→ Fragmento
________________
Entrevista al escritor Armando Pego Puigbó con motivo de la publicación de su último libro, 'Anti(pos)modernos españoles' (Sindéresis)

En este ensayo, que se puede considerar también un breviario, como en las novelas el misterio se resuelve al final, sólo hay que ir desvelándolo a lo largo de la lectura. ArmandoPego Puigbó, catedrático de Humanidades en La Salle-Universidad Ramón Llull y uno de los pensadores españoles más brillantes y con una de las obras de divulgación más amena e interesante –Trilogía güelfa, El peregrino absoluto, Poética del monasterio y monografías como El Renacimiento espiritual-, acaba de publicar Anti(pos)modernos españoles (Sindéresis). Sus capítulos recogen el perfil de ensayistas, narradores y poetas cuya posición política y estética desafía las etiquetas ideológicas. De la mano de Ramón Gaya, Ángel Ganivet, Wenceslao Fernández Flórez, José María Pemán, Julián Ayesta, José Jiménez Lozano, Luis Rosales y Enrique G. Máiquez, entre otros, descubriremos sorpresas y manjares; así, si usted  invoca, por ejemplo, a Jiménez Lozano será a través de su poesía, no el ensayismo; ¿José María Pemán?, en vez del articulismo, su teatro…   

Hoy que parece que la reflexión se va extinguiendo, la mejor forma de aprender es poniéndose manos a la obra. Y nada más productivo que darse al placer de la aventura actualizándonos en los maestros que trae Anti(pos)modernos españoles. Pego Puigbó proyecta su mirada sobre la existencia humana y toma el pulso a España abriendo puertas que iluminan al ser humano, consciente de que la actualidad está que echa humo. Los autores escogidos, “ni comparten las mismas ideas políticas, ni todos ellos se ajustan un credo religioso único”, hablan del poder y de la libertad, de su anhelo y de su pérdida, de lo que falta y de lo que sobra; en suma, “de las victorias que son derrotas y de las derrotas que se convierten en su victoria: la palabra verdadera”.
________________
→ Filas almacenadas

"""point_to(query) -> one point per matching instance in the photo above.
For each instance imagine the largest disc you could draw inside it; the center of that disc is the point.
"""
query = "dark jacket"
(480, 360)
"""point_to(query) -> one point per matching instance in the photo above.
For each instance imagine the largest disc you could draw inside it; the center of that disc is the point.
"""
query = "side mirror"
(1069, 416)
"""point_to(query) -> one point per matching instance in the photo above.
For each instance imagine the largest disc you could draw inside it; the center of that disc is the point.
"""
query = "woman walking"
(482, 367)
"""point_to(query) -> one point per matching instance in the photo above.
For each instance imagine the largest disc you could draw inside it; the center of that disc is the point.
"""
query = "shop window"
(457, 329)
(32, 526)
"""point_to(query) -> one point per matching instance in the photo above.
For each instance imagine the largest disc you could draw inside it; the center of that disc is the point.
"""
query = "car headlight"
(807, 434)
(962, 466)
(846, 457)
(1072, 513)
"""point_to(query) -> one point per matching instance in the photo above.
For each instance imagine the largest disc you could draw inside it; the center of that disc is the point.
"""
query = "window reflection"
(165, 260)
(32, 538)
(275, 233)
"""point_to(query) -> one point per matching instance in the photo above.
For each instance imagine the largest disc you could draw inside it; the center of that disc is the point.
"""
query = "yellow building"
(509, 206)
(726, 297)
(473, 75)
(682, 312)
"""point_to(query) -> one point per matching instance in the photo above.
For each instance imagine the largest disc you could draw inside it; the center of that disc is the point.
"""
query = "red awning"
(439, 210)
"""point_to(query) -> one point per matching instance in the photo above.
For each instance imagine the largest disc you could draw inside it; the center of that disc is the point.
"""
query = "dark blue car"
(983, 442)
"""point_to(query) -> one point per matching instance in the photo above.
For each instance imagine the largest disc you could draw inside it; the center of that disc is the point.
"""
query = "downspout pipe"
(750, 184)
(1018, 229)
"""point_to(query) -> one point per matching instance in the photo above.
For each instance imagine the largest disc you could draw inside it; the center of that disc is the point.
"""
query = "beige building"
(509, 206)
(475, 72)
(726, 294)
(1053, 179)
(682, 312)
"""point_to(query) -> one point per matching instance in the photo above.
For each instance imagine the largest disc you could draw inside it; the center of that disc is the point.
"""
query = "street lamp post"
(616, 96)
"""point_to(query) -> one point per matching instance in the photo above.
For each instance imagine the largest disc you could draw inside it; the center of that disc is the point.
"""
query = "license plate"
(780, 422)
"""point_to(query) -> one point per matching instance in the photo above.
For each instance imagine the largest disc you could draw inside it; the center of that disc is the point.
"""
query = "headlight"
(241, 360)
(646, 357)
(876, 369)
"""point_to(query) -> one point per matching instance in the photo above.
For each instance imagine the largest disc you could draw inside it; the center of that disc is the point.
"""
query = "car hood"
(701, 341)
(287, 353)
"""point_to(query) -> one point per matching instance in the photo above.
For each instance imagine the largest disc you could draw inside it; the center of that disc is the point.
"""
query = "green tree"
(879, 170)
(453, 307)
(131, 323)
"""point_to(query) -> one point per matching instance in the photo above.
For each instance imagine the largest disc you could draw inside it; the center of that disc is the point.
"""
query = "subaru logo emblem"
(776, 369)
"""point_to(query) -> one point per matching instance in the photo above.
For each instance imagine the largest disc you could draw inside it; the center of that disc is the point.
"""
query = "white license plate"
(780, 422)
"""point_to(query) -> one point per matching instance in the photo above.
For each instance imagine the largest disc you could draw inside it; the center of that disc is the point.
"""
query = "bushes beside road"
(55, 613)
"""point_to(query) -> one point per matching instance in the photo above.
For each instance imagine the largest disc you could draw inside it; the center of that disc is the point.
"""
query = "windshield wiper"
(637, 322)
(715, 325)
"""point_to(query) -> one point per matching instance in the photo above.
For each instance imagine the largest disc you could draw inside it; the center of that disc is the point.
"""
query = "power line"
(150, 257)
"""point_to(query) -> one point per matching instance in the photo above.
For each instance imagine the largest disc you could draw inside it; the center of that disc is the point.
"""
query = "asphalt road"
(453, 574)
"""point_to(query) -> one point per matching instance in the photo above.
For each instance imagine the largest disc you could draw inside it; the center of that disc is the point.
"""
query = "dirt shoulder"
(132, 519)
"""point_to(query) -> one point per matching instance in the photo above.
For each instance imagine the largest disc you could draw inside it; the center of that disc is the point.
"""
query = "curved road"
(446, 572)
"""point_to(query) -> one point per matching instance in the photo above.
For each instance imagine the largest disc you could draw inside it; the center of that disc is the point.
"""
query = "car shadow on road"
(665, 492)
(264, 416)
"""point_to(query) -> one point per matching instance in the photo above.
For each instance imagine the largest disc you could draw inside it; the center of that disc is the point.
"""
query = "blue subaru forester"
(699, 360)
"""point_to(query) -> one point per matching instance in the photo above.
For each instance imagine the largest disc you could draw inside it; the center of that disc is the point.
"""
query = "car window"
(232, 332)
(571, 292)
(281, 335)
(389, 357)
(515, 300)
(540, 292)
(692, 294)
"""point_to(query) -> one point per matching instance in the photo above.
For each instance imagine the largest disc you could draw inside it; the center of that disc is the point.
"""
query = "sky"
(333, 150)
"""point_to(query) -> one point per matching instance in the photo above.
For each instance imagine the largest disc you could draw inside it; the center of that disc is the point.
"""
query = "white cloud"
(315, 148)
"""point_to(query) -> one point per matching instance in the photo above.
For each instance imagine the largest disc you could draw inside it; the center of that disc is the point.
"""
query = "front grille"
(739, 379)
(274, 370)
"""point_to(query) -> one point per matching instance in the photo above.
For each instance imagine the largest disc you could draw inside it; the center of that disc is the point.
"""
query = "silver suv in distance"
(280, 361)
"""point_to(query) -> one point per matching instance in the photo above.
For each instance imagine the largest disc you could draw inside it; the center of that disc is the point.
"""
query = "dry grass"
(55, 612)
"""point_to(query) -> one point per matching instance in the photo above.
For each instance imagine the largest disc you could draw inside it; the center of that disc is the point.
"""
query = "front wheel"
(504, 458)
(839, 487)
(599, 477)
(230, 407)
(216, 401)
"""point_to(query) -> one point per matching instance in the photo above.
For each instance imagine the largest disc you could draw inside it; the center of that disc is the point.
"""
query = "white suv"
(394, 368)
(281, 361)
________________
→ Tareas requeridas
**A.** Copia de forma literal y completa el fragmento sobre el libro de Armando Pego Puigbó.
**B.** Transcribe sin cambios las filas que van desde el comienzo de las filas hasta la línea que contiene "(1069, 416)", ambos extremos incluidos, y nada más.

→ Resultados esperados
**A.**
Entrevista al escritor Armando Pego Puigbó con motivo de la publicación de su último libro, 'Anti(pos)modernos españoles' (Sindéresis)

En este ensayo, que se puede considerar también un breviario, como en las novelas el misterio se resuelve al final, sólo hay que ir desvelándolo a lo largo de la lectura. ArmandoPego Puigbó, catedrático de Humanidades en La Salle-Universidad Ramón Llull y uno de los pensadores españoles más brillantes y con una de las obras de divulgación más amena e interesante –Trilogía güelfa, El peregrino absoluto, Poética del monasterio y monografías como El Renacimiento espiritual-, acaba de publicar Anti(pos)modernos españoles (Sindéresis). Sus capítulos recogen el perfil de ensayistas, narradores y poetas cuya posición política y estética desafía las etiquetas ideológicas. De la mano de Ramón Gaya, Ángel Ganivet, Wenceslao Fernández Flórez, José María Pemán, Julián Ayesta, José Jiménez Lozano, Luis Rosales y Enrique G. Máiquez, entre otros, descubriremos sorpresas y manjares; así, si usted  invoca, por ejemplo, a Jiménez Lozano será a través de su poesía, no el ensayismo; ¿José María Pemán?, en vez del articulismo, su teatro…   

Hoy que parece que la reflexión se va extinguiendo, la mejor forma de aprender es poniéndose manos a la obra. Y nada más productivo que darse al placer de la aventura actualizándonos en los maestros que trae Anti(pos)modernos españoles. Pego Puigbó proyecta su mirada sobre la existencia humana y toma el pulso a España abriendo puertas que iluminan al ser humano, consciente de que la actualidad está que echa humo. Los autores escogidos, “ni comparten las mismas ideas políticas, ni todos ellos se ajustan un credo religioso único”, hablan del poder y de la libertad, de su anhelo y de su pérdida, de lo que falta y de lo que sobra; en suma, “de las victorias que son derrotas y de las derrotas que se convierten en su victoria: la palabra verdadera”.

**B.**
"""point_to(query) -> one point per matching instance in the photo above.
For each instance imagine the largest disc you could draw inside it; the center of that disc is the point.
"""
query = "dark jacket"
(480, 360)
"""point_to(query) -> one point per matching instance in the photo above.
For each instance imagine the largest disc you could draw inside it; the center of that disc is the point.
"""
query = "side mirror"
(1069, 416)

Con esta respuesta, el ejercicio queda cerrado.